(EXTRACT TO READ)

A Good Sport vs Good at Sport


Ah, sports day. Where small children brazenly battle for stickers whilst competitive parents pretend to cheer on other people’s kids. Everyone cheers the kid in last place for trying, whilst inwardly pleased it’s not their kid.

Yep, be pleased other parents. We’ve saved you from having to shrug off defeat because that child at the back…that’s MY kid.

Ironic, really, that she’s the child representing sporting activities in the school brochure.


There the face of sports was coming last in the sprint, last in the sack race, last in the egg and spoon race, last in the beanbag race…second to last in the obstacle race. Her team possibly came third in the relay, but as none of the children knew when to stop passing the baton it all got somewhat confusing and to all intents and purposes was declared null and void.

To be fair to Boo, I’m possibly to blame for her lack of sporting prowess. Personally I reached my sporting pinnacle at the age of 5, when by some twist of fate I won the Draw Your Daddy race (an event that’s not likely to appear at the Olympics any time soon…and actually its appearance at school sports day is unlikely due its high can-of-worms potential). It was a relief in my last year of primary school when I broke my arm roller-skating so didn’t have to suffer the humiliation of only participating in the team game on sports day – the one event aimed at the sporting-inepts. Which was just a big mistake as it involved catching and throwing, which none of us could do. Yep, having to wear a plaster cast in the searing heat was infinitely preferable. At high school I took Latin to GCSE level to get out of cross country. Now 6, Boo may have peaked last year when she won the obstacle race. Genetics are a bugger.

(Records from a data source)
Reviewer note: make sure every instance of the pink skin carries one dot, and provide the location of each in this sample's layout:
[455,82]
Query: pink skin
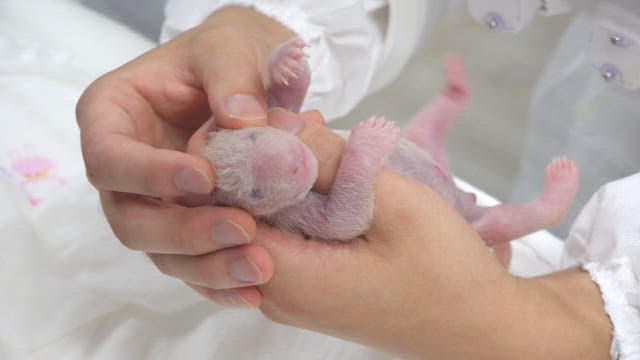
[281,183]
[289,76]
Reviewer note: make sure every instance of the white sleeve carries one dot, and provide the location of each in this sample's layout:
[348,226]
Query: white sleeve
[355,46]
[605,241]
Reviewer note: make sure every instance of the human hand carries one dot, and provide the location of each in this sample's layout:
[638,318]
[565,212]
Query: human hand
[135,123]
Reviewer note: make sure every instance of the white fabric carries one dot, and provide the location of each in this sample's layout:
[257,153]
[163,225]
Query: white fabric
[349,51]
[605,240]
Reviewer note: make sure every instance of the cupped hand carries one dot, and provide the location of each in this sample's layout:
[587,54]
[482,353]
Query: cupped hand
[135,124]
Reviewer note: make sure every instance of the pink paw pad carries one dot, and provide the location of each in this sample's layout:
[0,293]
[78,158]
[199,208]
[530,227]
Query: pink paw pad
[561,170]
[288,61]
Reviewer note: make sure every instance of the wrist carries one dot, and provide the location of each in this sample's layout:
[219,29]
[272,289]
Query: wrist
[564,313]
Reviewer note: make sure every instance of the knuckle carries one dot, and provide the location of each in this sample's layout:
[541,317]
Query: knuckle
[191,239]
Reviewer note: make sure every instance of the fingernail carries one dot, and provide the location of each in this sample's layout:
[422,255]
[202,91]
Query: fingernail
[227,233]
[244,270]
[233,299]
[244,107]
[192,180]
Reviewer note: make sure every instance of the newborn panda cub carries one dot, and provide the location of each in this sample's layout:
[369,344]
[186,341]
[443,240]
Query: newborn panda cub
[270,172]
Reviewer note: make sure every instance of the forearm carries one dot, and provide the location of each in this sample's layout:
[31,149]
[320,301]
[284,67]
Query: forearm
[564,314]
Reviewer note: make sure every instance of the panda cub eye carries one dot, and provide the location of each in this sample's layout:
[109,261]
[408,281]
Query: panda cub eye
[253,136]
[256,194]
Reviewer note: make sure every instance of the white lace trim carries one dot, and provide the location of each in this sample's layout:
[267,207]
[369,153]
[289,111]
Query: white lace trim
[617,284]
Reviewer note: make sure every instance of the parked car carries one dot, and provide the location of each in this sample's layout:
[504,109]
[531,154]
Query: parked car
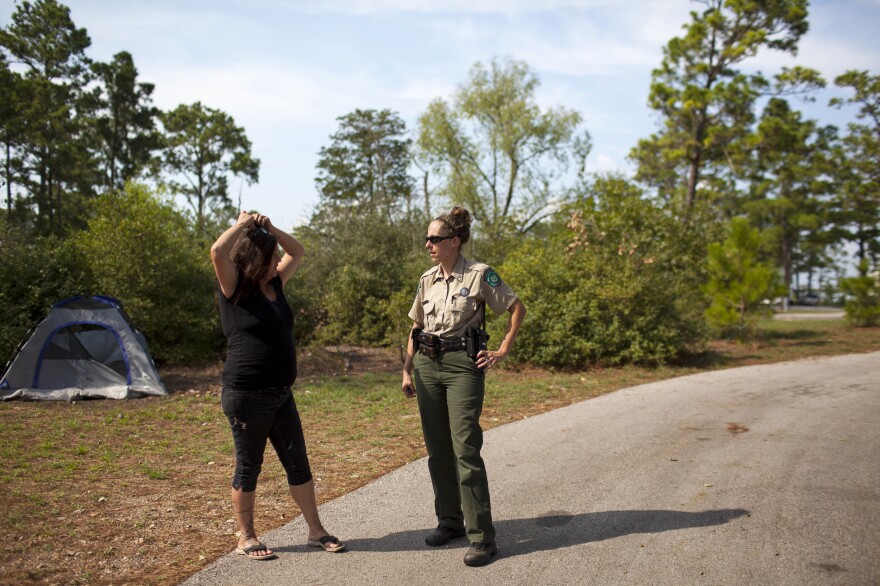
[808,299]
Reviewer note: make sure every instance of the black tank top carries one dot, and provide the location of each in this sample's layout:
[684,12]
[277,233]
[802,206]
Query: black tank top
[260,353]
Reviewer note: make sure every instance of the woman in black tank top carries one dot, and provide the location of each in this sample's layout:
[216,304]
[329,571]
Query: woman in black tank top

(WHAT THIS EXERCISE ASKS)
(1) Answer these questions from the sports day piece:
(a) In which race did Boo finish second to last?
(b) What race did the writer win at the age of 5?
(c) What subject did the writer take to GCSE level to get out of cross country?
(2) Reproduce the passage of the sports day piece word for word, beginning at the words "Ah, sports day." and stopping after the words "the school brochure.".

(RESULTS OF THE EXERCISE)
(1)
(a) The obstacle race.
(b) The Draw Your Daddy race.
(c) Latin.

(2)
Ah, sports day. Where small children brazenly battle for stickers whilst competitive parents pretend to cheer on other people’s kids. Everyone cheers the kid in last place for trying, whilst inwardly pleased it’s not their kid.

Yep, be pleased other parents. We’ve saved you from having to shrug off defeat because that child at the back…that’s MY kid.

Ironic, really, that she’s the child representing sporting activities in the school brochure.